===== RECORDS TO PROCESS =====

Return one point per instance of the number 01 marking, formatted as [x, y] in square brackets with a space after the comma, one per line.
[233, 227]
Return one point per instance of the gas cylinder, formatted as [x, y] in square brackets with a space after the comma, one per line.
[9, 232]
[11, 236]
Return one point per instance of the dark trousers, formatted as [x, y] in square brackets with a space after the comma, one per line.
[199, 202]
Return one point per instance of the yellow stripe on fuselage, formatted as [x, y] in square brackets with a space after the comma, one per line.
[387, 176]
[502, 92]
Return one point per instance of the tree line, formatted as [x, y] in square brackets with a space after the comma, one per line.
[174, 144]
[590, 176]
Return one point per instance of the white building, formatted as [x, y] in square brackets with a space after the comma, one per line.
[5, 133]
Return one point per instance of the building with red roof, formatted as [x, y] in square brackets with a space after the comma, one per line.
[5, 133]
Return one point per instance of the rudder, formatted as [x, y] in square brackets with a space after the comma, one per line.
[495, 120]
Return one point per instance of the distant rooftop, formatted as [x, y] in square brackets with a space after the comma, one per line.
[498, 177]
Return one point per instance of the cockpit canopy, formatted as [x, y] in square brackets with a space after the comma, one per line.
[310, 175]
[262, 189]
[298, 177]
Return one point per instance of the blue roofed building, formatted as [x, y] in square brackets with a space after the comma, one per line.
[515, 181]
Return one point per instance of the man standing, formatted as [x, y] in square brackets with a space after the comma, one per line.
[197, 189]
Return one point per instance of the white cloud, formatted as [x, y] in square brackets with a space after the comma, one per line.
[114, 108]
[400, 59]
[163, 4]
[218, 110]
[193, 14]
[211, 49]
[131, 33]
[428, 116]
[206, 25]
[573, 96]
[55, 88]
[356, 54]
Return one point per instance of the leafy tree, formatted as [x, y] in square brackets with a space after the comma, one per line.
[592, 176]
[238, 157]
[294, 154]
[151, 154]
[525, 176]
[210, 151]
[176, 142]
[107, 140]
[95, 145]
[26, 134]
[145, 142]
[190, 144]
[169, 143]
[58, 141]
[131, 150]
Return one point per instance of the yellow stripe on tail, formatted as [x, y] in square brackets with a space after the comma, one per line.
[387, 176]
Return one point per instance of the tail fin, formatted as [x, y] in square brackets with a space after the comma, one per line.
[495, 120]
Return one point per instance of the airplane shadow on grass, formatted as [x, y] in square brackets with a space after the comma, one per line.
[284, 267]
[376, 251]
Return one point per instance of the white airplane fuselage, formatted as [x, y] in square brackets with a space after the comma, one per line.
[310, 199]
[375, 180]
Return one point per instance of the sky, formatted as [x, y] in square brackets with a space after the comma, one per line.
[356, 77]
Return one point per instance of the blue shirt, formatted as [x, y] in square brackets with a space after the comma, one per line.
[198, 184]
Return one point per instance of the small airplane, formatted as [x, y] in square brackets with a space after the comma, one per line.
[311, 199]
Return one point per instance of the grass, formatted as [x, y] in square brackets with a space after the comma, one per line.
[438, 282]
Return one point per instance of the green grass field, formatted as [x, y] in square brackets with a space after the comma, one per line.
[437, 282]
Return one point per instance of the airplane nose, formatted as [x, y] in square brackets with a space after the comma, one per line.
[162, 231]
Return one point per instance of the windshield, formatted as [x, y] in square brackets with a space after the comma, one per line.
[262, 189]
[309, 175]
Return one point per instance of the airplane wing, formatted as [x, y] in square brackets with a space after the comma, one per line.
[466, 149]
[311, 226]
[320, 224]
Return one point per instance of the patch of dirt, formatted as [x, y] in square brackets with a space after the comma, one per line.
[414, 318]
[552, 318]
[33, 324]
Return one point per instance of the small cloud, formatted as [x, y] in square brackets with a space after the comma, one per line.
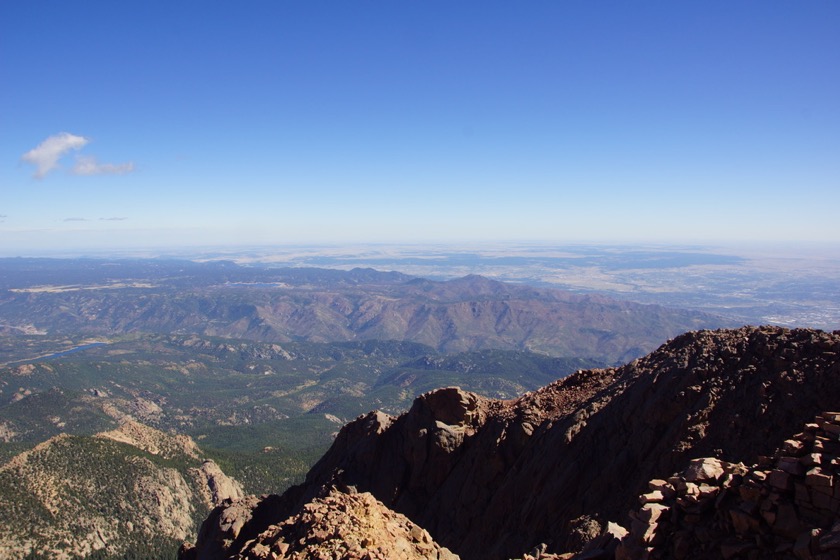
[45, 156]
[87, 165]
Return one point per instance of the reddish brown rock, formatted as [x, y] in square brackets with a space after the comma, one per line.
[493, 480]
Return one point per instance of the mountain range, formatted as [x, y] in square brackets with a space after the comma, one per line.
[108, 298]
[728, 436]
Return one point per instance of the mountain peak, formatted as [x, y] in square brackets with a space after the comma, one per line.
[493, 479]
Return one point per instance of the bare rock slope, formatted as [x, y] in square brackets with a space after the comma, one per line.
[494, 479]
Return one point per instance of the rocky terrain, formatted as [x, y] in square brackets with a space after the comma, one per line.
[107, 298]
[561, 469]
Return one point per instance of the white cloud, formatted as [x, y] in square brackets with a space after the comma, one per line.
[87, 165]
[46, 155]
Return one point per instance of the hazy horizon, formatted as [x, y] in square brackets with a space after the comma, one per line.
[141, 125]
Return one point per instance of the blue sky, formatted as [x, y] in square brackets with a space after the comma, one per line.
[164, 124]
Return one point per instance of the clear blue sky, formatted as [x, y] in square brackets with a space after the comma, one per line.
[146, 123]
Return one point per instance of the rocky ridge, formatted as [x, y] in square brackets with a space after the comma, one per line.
[786, 505]
[495, 479]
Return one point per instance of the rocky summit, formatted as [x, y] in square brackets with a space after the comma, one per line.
[714, 432]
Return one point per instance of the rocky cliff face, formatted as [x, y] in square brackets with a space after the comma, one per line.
[494, 479]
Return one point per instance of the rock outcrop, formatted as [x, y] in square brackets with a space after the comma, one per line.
[495, 479]
[787, 505]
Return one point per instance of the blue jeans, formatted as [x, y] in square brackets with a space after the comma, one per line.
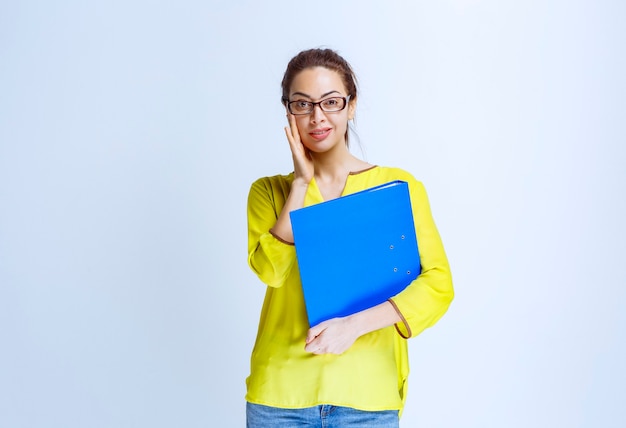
[326, 416]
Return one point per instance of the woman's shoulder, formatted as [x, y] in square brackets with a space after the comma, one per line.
[274, 182]
[395, 173]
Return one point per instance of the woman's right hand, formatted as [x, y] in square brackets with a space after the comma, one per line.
[302, 162]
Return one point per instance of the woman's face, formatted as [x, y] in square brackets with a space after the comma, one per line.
[321, 131]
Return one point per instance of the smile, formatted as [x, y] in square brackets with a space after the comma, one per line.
[320, 134]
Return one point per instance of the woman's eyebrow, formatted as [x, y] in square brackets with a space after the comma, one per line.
[310, 97]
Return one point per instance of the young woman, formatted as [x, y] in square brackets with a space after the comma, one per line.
[349, 371]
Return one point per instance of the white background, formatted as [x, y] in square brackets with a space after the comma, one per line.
[131, 130]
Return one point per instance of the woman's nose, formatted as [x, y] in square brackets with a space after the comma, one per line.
[317, 115]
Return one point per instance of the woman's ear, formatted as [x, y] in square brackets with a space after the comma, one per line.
[351, 109]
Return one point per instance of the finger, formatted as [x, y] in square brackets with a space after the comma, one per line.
[314, 332]
[293, 126]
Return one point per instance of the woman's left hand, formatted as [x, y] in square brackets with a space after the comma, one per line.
[334, 336]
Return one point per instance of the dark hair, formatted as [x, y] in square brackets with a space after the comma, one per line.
[326, 58]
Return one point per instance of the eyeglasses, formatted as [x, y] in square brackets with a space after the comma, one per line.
[332, 104]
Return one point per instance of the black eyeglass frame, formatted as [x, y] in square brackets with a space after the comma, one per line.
[288, 103]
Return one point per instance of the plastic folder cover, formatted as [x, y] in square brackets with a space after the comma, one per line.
[355, 251]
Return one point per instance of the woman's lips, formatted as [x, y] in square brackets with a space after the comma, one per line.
[320, 134]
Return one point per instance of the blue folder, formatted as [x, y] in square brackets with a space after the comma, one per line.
[355, 251]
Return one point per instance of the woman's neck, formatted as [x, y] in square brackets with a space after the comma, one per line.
[335, 165]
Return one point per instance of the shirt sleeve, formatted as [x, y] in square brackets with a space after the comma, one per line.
[270, 258]
[423, 302]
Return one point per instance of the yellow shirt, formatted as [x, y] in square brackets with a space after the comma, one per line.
[372, 374]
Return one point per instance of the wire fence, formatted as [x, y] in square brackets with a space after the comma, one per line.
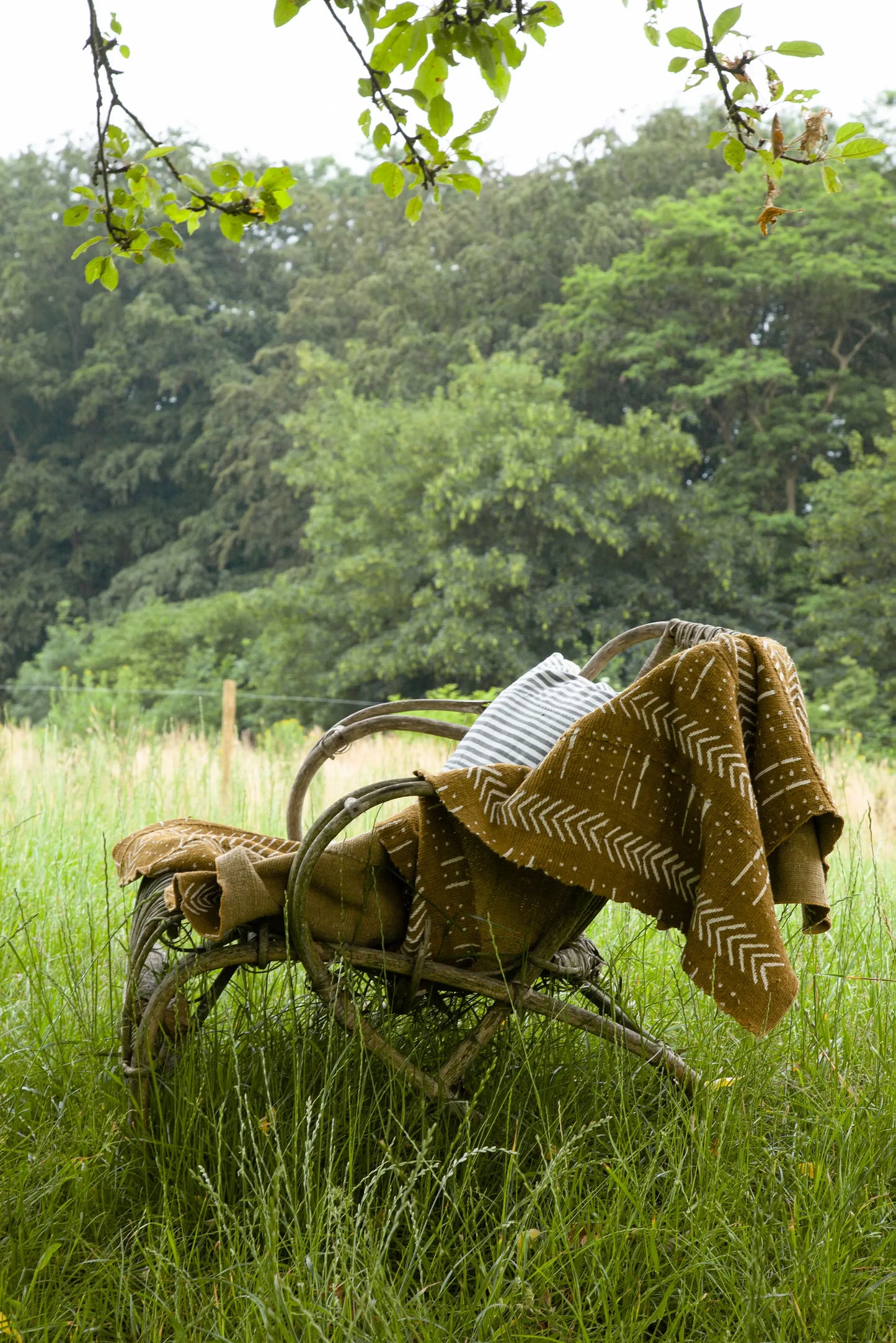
[186, 691]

=====

Skip the pictures; extract only the lines from the line with "Return one point per instance of the eyeglasses, formatted" through the final line of the material, exactly as they appear.

Return one point per instance of the eyeglasses, formatted as [x, y] in square brackets with a space after the comma, one per line.
[332, 104]
Return one point per instance of the black eyeglass frame, formatted as [x, y] in square brackets with a space after the comma, one per line.
[288, 103]
Return one point per instance of the plastic folder cover, formatted as [x, y] in square brackets with a space after the comma, one per line.
[355, 251]
Return one point per instance of the woman's lips, formatted as [x, y] in square brackets with a space after the comma, one per line.
[320, 134]
Return one point per instance of the blue folder, formatted as [x, y] in square brackets with a space after the comma, one per line.
[355, 251]
Return one point per instance of the woman's neck, formatted as [x, y] in square brackets with a space after the comma, one per line.
[335, 165]
Return one point per instance of the shirt sleeve, formatted as [x, y] in square brackets with a space after the comma, one per line.
[270, 258]
[423, 302]
Return one point per instance of the yellow shirt, formatted as [x, y] in square brackets with a space after the comma, one per line.
[372, 374]
Return one point per instance of the wire fence, formatted as [x, y] in square brackets with a space after the comma, one per line.
[186, 691]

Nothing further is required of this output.